Start of DATA SUPPLIED

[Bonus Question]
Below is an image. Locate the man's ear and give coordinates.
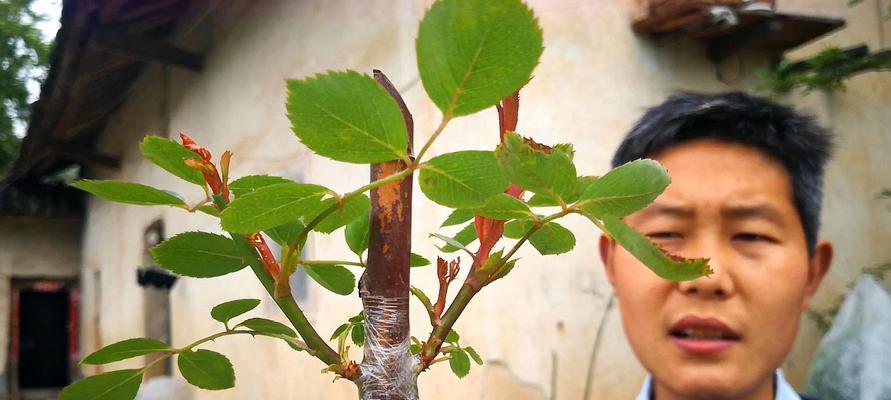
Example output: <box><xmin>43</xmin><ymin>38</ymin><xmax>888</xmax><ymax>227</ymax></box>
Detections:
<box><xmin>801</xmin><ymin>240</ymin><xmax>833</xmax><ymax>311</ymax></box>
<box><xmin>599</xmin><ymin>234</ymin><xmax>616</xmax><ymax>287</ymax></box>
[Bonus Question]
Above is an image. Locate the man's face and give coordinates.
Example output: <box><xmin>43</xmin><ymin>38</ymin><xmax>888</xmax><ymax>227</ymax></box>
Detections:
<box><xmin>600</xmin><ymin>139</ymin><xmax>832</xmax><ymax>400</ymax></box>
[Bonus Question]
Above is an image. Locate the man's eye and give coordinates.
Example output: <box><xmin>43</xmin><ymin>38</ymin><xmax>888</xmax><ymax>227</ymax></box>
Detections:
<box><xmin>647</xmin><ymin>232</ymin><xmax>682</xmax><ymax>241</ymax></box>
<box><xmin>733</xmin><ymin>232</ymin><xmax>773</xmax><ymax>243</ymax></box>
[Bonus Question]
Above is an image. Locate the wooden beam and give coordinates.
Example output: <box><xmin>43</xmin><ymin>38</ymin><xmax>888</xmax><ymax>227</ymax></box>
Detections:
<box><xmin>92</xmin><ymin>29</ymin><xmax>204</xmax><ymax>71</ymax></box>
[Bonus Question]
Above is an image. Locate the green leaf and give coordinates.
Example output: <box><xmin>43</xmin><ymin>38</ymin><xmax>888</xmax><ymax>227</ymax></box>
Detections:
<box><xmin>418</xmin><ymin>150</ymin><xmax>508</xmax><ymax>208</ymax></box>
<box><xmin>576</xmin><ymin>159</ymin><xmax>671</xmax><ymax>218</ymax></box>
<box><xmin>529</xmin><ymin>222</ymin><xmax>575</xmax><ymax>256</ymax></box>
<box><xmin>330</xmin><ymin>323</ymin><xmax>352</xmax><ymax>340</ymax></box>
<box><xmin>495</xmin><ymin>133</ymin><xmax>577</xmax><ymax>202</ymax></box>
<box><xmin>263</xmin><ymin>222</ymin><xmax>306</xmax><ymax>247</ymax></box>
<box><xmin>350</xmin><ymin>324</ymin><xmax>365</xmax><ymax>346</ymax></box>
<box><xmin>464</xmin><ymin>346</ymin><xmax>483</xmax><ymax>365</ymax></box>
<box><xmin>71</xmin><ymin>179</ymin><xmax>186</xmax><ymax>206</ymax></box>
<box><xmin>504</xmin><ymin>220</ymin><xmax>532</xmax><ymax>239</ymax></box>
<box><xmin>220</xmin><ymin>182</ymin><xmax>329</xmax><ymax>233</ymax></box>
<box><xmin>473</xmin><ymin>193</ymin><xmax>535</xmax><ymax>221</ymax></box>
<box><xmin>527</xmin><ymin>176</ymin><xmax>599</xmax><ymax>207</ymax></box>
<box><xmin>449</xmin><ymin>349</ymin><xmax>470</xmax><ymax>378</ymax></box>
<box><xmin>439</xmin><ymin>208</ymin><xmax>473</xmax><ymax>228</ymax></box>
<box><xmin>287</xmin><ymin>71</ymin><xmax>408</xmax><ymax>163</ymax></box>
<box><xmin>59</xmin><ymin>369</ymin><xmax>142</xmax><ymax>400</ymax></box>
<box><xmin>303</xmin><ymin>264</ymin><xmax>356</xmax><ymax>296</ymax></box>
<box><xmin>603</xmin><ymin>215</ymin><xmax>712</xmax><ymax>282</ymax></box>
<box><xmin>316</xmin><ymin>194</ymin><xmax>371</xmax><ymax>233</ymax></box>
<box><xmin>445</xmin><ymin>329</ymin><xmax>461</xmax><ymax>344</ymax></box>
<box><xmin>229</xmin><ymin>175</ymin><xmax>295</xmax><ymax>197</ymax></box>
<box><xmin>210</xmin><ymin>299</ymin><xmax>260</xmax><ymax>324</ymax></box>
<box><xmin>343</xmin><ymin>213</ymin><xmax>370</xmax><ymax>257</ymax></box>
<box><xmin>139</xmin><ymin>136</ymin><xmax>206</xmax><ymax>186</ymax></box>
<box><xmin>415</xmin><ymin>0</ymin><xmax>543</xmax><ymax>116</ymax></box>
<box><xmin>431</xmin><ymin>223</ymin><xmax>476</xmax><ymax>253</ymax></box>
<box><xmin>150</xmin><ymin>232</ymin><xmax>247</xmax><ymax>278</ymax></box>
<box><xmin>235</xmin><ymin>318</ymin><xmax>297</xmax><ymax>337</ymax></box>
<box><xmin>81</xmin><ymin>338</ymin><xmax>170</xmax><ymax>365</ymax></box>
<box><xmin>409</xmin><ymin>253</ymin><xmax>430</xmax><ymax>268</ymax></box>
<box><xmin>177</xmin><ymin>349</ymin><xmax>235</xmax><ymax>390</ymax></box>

End of DATA SUPPLIED

**TASK TO COMPLETE:** How many lines of the records above contain the string "coordinates"? Case counts. Give only the number.

**FINISHED ANSWER:** 5